To-do list:
1. Summarize the sandwich shop post below in two sentences.
2. Reproduce the passage of the sandwich shop post below that opens with the words containing "I asked for" and closes with "it, does it?)".

Sorry for the sarcasm, but I haven't had anything interesting to say lately. That said, I'd like to announce that the other night, at Jodough, the new sandwich shop and second restaurant from chef and owner Joe Dobias, I ate a sandwich. I know, I know, this was a very important occasion, wholly worth writing about. I probably would have just gone on with my life, keeping my new-found sandwich wisdom to myself, had I not experienced a few minor irritations with, what on the whole was a good sandwich.
It was pouring outside when I walked into JoeDough, Dobias was cooking in back and a woman took orders at the long counter up front. Being a conflicted Jew myself, it seemed natural to order the "Conflicted Jew" sandwich which comes with chicken liver, bacon and onions on challah. However, I'd gorged on my grandmother's chopped liver over the Thanksgiving weekend, and was feeling momentarily less conflicted. Instead I went with the "L.E.S. French Dip," which comes with griddled tongue, a horseradish mayo and au jus (menu
here).
I asked for a glass of ice water and the counterwoman replied, "we can't really give you water if we're selling it." Touché, I guess. Also be aware that it's cash only, and all sandwiches are $10 including tax, which makes me wonder what the value proposition is with the "Wedge Sandwich" of iceberg lettuce and blue cheese dressing. Someone else is going to have to order that to find out. (Just found a picture
here. Doesn't seem worth it, does it?)

Source material:
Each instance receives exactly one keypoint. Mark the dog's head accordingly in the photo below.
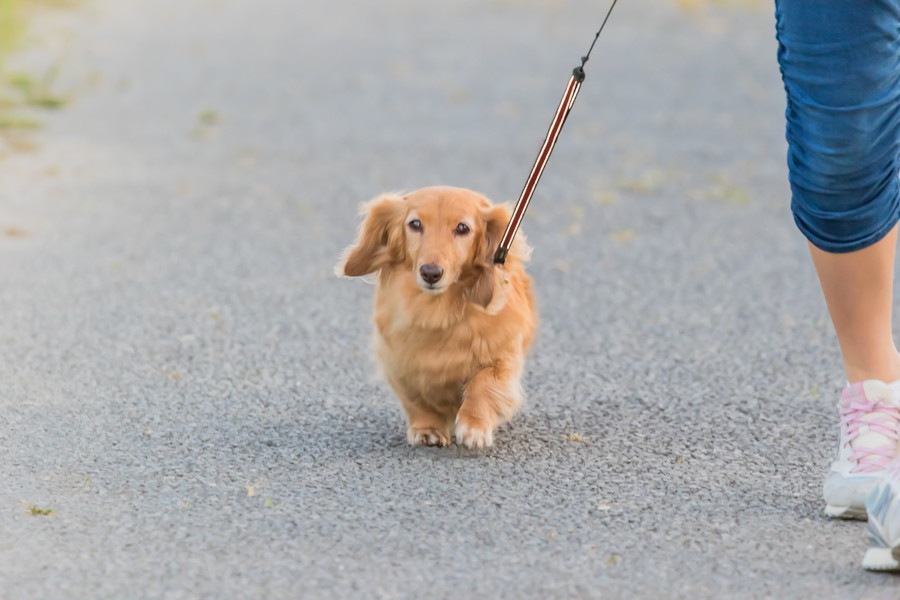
(446, 236)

Results by task:
1. At the new sandwich shop from chef and owner Joe Dobias, the writer passed on the "Conflicted Jew" sandwich after gorging on a grandmother's chopped liver over Thanksgiving, and chose the "L.E.S. French Dip" with griddled tongue, horseradish mayo and au jus. The counterwoman would not give ice water because the shop sells water, and the shop is cash only, with every sandwich priced at $10 including tax.

2.
I asked for a glass of ice water and the counterwoman replied, "we can't really give you water if we're selling it." Touché, I guess. Also be aware that it's cash only, and all sandwiches are $10 including tax, which makes me wonder what the value proposition is with the "Wedge Sandwich" of iceberg lettuce and blue cheese dressing. Someone else is going to have to order that to find out. (Just found a picture
here. Doesn't seem worth it, does it?)